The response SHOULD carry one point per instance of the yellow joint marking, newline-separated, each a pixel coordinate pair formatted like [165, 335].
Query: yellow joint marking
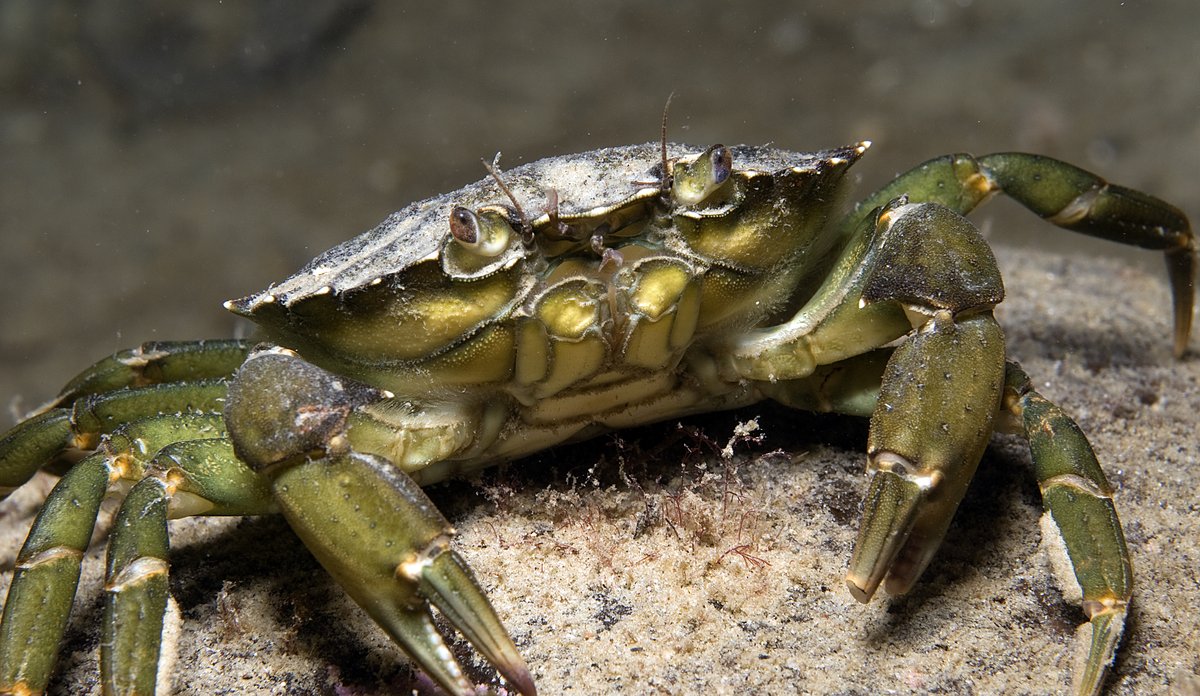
[1077, 209]
[18, 689]
[1077, 483]
[142, 569]
[1104, 605]
[119, 467]
[49, 556]
[85, 441]
[979, 183]
[413, 567]
[900, 466]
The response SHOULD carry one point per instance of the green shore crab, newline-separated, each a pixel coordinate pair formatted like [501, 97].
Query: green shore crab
[549, 304]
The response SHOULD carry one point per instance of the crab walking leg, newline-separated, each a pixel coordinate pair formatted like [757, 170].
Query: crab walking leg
[43, 586]
[186, 478]
[377, 533]
[156, 363]
[64, 431]
[1079, 513]
[46, 577]
[364, 519]
[1066, 196]
[136, 592]
[934, 418]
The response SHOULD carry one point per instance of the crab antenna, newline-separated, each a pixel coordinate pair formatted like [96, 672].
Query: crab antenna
[495, 171]
[663, 141]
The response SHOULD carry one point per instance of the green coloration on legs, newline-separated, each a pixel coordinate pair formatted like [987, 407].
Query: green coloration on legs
[43, 587]
[136, 592]
[31, 445]
[1079, 503]
[208, 479]
[939, 397]
[103, 413]
[1066, 196]
[156, 363]
[377, 533]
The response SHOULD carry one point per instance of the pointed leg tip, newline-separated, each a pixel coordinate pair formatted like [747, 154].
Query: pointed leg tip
[861, 591]
[1105, 628]
[522, 681]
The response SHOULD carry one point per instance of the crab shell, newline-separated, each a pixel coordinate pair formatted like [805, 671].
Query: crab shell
[406, 309]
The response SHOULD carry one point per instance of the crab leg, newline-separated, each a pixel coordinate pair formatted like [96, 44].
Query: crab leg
[1081, 516]
[155, 363]
[185, 478]
[940, 394]
[64, 431]
[389, 547]
[136, 592]
[364, 519]
[47, 574]
[1066, 196]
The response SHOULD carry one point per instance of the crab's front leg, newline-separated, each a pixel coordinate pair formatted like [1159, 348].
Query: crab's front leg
[364, 519]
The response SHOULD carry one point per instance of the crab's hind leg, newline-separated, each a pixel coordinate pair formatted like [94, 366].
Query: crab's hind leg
[47, 574]
[361, 515]
[46, 577]
[153, 378]
[199, 477]
[1066, 196]
[1080, 515]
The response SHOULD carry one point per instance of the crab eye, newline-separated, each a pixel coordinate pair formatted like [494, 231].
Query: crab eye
[485, 234]
[721, 162]
[699, 179]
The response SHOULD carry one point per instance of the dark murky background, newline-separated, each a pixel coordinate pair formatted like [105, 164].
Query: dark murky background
[157, 159]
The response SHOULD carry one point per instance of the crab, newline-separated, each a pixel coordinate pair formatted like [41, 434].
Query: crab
[549, 304]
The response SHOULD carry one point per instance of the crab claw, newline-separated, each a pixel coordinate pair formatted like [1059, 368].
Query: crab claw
[377, 533]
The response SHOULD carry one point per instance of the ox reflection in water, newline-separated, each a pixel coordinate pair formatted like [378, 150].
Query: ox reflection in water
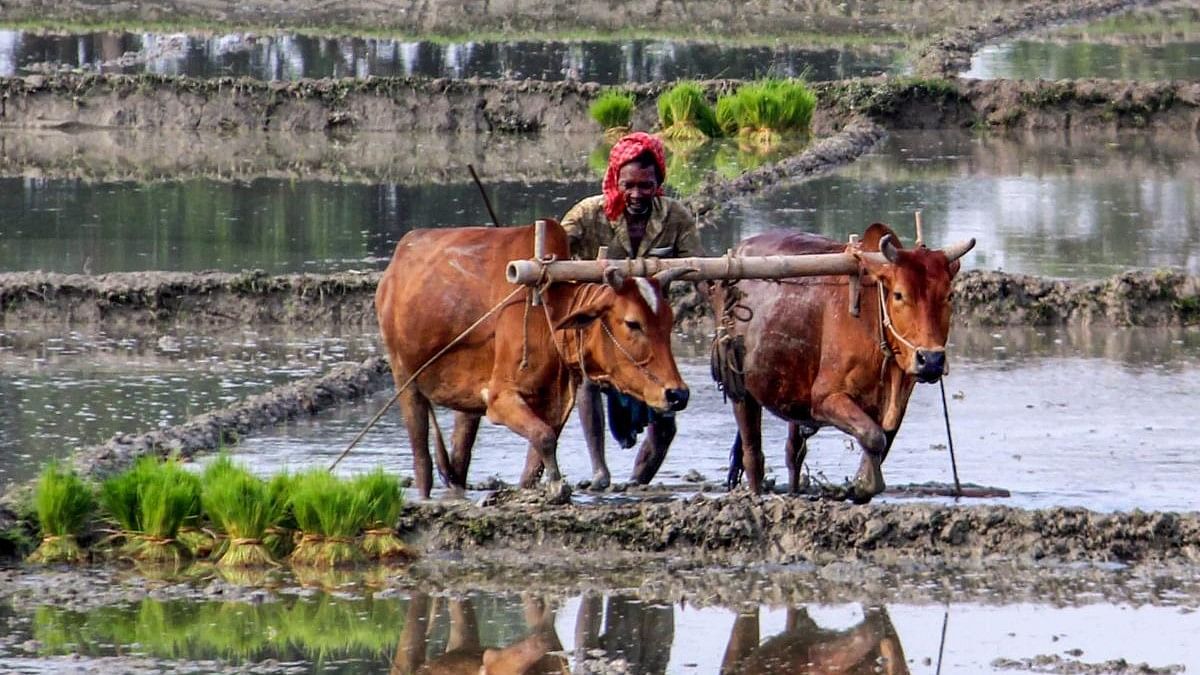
[809, 359]
[522, 363]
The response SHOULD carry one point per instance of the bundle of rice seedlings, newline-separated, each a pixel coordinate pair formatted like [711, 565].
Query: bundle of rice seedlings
[64, 503]
[765, 109]
[280, 538]
[685, 114]
[330, 514]
[613, 111]
[384, 501]
[150, 502]
[241, 506]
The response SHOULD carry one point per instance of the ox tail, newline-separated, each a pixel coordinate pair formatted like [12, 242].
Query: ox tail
[439, 454]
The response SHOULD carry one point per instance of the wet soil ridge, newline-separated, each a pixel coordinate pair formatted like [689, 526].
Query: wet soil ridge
[951, 53]
[215, 430]
[696, 18]
[477, 106]
[1131, 298]
[372, 157]
[347, 299]
[789, 530]
[155, 297]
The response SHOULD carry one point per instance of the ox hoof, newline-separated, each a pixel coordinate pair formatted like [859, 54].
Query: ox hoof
[558, 493]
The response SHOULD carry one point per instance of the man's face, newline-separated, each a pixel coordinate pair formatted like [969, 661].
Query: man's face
[639, 185]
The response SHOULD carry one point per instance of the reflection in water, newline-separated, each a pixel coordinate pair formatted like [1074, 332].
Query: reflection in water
[294, 57]
[803, 647]
[465, 652]
[1059, 204]
[1146, 45]
[472, 632]
[279, 226]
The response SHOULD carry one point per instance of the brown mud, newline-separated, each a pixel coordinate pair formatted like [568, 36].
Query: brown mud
[401, 159]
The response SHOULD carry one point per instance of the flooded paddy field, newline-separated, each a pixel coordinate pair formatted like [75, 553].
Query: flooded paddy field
[283, 57]
[64, 389]
[635, 631]
[1086, 423]
[1044, 203]
[1045, 413]
[1159, 42]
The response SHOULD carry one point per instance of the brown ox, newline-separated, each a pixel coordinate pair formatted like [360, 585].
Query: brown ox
[521, 365]
[814, 364]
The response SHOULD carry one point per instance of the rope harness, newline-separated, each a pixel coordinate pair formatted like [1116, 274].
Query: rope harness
[729, 351]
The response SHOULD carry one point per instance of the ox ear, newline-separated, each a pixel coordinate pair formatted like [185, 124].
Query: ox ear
[583, 316]
[613, 278]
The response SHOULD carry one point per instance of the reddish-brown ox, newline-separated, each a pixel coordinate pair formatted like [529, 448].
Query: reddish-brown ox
[809, 360]
[521, 365]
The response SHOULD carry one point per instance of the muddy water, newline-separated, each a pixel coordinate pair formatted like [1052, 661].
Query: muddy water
[65, 389]
[294, 57]
[610, 632]
[1042, 203]
[1092, 418]
[1146, 45]
[279, 226]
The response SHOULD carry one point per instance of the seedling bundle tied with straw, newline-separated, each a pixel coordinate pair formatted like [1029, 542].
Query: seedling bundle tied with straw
[149, 503]
[64, 503]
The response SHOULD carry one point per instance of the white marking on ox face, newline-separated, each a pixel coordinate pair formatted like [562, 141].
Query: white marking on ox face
[648, 294]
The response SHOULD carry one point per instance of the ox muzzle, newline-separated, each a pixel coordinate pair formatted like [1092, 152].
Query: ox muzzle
[930, 364]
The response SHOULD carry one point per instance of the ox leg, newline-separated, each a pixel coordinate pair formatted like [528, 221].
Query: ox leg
[415, 408]
[797, 449]
[748, 412]
[466, 426]
[591, 406]
[654, 448]
[844, 413]
[510, 410]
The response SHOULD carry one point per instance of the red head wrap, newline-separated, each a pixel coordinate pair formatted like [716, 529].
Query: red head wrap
[624, 151]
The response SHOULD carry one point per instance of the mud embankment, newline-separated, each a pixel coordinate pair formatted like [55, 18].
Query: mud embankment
[473, 106]
[982, 298]
[376, 157]
[789, 530]
[951, 52]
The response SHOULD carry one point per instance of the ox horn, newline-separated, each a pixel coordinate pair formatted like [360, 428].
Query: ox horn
[615, 278]
[888, 248]
[955, 251]
[666, 276]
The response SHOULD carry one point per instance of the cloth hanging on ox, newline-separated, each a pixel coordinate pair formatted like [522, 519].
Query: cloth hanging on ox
[628, 417]
[624, 151]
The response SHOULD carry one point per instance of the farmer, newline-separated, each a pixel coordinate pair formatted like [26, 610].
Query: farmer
[633, 219]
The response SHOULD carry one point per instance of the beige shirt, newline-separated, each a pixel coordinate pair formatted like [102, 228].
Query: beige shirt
[670, 233]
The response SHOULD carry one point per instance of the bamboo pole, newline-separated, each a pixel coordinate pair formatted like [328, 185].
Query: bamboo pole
[726, 267]
[708, 268]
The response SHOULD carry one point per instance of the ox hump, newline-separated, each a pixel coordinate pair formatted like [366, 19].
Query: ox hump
[648, 293]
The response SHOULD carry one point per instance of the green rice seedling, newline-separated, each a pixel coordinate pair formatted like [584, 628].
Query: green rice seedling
[330, 513]
[64, 503]
[279, 538]
[613, 111]
[684, 114]
[150, 502]
[772, 107]
[384, 500]
[241, 506]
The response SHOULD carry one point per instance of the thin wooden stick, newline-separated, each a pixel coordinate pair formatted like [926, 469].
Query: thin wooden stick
[949, 440]
[487, 202]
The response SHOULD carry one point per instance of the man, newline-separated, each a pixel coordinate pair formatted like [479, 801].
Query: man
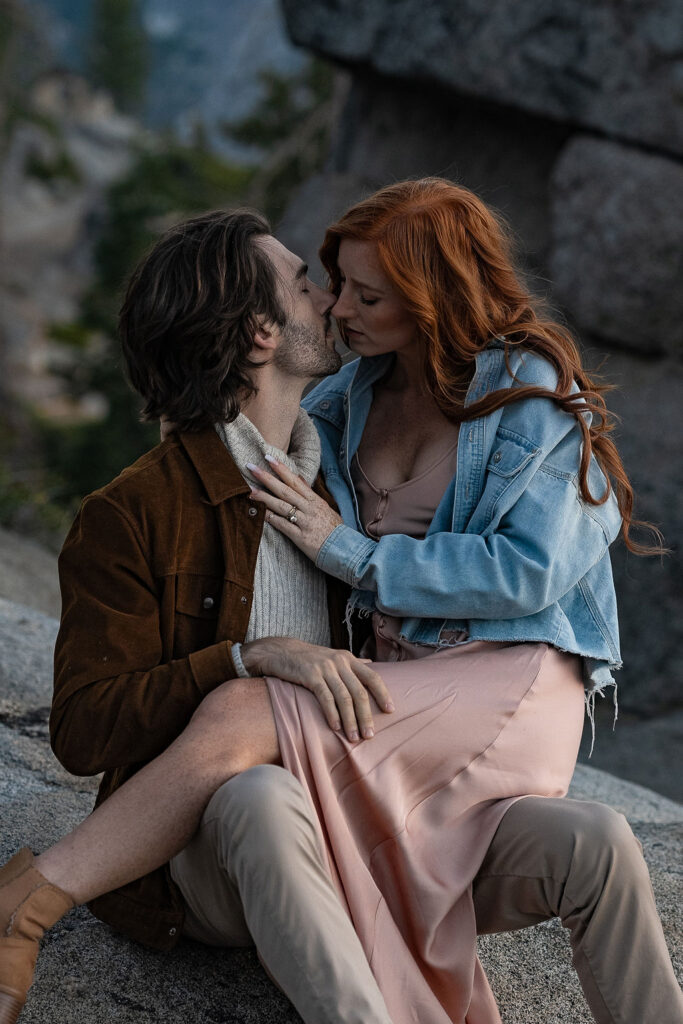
[171, 586]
=====
» Given exercise: Leave out all pictures and extract exactly the lines from the line with "The response SHOULD carry one point per instance of the cloth" through the end of the material.

» Complete answer:
The response SHOULD carry one point per instance of the cloth hanging on ox, newline-separated, each a pixel coordinate pair formatted like [522, 519].
Query: cloth hanging on ox
[628, 417]
[624, 151]
The response SHOULD carry one point per instance of the farmer, newline-separated, each a pixel coordinate pair formatted like [26, 610].
Query: farmer
[633, 219]
The response SHOULD carry one point per instance of the beige shirt, newline-separated, each a pixel coordinate pair formatted like [102, 228].
Query: beige shirt
[670, 233]
The response SHOULD carry one point per instance of the bamboo pole, newline-separated, each a pixel coordinate pair formatted like [328, 185].
Query: bamboo pole
[726, 267]
[708, 268]
The response SHOULD carry one point per instance of the ox hump, newline-separated, each a pixel coordinate pair formatted like [366, 19].
Query: ox hump
[648, 293]
The response SHOULD carry one point per instance of the green rice seedling, newline-separated, each a pixel coordinate pair formatted like [584, 628].
Query: green rice seedling
[330, 513]
[64, 503]
[279, 538]
[613, 111]
[684, 114]
[150, 502]
[772, 107]
[384, 500]
[241, 506]
The response SHOULD carry one point per instance of the thin wooden stick, newline-separated, each a pixel coordinate pair formatted like [926, 469].
Query: thin wooden stick
[949, 440]
[487, 202]
The response SHOULD carry one point per instance of the man, newline-separated, each a pixel coordinate pair formatted like [479, 801].
Query: man
[171, 586]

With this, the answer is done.